Go through the listing below from its first line and repeat each line exactly, ending at the line containing "for every instance of the dirt ground, set" and including it.

__________________________________________________

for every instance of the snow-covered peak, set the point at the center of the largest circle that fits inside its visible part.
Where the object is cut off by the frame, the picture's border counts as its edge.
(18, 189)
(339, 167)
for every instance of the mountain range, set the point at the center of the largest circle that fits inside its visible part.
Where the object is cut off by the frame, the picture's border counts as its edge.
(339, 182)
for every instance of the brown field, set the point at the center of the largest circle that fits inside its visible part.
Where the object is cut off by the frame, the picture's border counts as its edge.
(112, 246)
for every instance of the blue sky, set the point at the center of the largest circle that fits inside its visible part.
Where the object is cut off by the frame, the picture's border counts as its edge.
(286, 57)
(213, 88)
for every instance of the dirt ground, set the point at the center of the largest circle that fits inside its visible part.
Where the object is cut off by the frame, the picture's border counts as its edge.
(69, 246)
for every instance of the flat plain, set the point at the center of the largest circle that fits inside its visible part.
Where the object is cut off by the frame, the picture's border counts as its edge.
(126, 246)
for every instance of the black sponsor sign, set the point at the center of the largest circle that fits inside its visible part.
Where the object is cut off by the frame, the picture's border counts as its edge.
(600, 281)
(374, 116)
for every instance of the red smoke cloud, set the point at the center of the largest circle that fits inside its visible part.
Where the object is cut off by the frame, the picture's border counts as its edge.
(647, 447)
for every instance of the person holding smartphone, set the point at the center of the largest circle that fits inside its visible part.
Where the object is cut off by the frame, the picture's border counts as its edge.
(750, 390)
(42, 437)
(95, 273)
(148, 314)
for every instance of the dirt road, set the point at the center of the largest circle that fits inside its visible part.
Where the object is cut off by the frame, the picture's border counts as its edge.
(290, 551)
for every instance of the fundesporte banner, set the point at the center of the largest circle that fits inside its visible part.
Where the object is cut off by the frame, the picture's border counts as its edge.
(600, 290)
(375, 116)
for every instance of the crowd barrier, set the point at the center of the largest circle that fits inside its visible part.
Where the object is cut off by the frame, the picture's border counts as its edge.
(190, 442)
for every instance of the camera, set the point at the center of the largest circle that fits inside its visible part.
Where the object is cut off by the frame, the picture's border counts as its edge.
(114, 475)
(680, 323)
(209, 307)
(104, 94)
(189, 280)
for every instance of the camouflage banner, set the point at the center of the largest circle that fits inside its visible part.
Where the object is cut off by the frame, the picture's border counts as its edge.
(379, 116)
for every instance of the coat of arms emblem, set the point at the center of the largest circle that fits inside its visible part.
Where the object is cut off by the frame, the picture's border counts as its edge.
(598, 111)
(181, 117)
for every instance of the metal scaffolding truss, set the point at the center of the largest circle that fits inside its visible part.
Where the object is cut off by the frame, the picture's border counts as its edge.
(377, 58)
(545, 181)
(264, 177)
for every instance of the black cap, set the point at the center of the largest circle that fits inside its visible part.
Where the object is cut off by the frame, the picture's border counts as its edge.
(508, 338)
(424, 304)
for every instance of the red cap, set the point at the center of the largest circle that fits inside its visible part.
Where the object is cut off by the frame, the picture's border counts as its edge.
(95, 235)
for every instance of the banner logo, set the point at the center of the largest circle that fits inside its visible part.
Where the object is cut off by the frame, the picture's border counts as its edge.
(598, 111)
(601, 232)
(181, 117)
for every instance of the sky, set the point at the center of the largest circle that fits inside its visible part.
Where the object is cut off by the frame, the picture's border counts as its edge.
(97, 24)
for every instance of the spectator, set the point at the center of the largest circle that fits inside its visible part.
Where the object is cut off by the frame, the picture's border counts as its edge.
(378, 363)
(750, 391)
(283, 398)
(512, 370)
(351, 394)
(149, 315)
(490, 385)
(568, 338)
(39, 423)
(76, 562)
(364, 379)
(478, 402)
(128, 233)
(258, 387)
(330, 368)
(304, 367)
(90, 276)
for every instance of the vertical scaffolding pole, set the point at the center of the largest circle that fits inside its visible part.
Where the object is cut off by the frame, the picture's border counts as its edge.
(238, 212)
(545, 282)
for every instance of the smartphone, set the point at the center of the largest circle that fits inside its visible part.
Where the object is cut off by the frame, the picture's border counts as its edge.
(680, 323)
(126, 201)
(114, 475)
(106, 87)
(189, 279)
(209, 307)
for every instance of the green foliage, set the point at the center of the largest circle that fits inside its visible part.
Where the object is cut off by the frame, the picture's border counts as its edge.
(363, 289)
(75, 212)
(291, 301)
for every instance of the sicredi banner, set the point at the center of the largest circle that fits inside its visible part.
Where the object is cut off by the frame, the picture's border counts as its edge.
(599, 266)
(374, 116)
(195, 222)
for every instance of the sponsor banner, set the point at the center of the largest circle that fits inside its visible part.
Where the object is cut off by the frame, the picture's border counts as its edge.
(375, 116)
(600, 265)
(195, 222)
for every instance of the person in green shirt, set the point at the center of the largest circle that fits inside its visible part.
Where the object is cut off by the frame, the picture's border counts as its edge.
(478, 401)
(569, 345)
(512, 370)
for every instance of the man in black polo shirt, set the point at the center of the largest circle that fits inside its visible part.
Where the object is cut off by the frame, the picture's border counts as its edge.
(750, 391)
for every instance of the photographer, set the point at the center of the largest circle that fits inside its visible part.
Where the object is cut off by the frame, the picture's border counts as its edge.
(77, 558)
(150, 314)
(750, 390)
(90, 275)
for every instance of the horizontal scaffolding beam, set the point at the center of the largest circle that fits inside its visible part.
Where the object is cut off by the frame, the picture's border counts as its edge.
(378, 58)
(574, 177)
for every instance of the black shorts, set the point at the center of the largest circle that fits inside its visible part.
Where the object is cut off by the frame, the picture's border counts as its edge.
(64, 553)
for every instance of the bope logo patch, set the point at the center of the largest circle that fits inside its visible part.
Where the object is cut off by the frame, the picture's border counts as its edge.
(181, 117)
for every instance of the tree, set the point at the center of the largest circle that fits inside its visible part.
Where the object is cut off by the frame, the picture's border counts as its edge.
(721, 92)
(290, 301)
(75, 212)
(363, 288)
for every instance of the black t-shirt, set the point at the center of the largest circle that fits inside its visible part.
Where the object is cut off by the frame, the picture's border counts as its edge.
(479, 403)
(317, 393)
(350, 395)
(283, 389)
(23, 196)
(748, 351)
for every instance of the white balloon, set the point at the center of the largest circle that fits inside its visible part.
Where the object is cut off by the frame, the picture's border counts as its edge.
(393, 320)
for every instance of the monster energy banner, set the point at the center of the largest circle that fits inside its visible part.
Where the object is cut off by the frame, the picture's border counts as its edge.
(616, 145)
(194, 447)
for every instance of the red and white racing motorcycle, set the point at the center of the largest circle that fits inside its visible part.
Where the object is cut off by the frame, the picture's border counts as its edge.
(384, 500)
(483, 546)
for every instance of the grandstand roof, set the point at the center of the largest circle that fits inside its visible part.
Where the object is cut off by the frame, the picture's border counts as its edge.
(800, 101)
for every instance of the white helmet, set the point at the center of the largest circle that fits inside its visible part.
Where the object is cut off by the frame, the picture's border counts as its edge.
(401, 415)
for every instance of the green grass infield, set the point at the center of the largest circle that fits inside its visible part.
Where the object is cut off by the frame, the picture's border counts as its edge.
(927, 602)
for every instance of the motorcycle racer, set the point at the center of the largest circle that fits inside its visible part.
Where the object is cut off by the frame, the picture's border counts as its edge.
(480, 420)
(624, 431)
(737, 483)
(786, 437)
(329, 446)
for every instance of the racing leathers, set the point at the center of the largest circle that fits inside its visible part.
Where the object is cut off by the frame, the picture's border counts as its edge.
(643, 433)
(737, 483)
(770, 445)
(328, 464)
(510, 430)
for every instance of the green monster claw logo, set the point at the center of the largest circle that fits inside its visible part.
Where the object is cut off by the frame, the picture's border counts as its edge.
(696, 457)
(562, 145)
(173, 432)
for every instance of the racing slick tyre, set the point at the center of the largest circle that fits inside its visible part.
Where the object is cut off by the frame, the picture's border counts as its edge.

__________________________________________________

▶ Task solution:
for every instance of the snow-covered peak, set the point at the center of the largest circle that fits inside its visible part.
Where the object is cut off by the frame, the picture's border counts as its edge.
(18, 189)
(339, 167)
for every instance of the mountain range, set the point at the center of the largest circle that fits inside its visible part.
Where the object is cut off by the frame, the picture's border counts as its edge.
(339, 182)
for every instance of the brown field, set the point at the center of the largest circle that fits inside its visible part.
Where the object is cut off by the frame, the picture's border counts as its edge.
(112, 246)
for every instance of the blue sky, set the point at the center of the largest circle that fits inside its visible part.
Where the object is cut off by the frame, the picture's border counts as its edge.
(286, 57)
(213, 88)
for every instance of the dirt ground, set the point at the center of the largest circle that fits inside its visible part.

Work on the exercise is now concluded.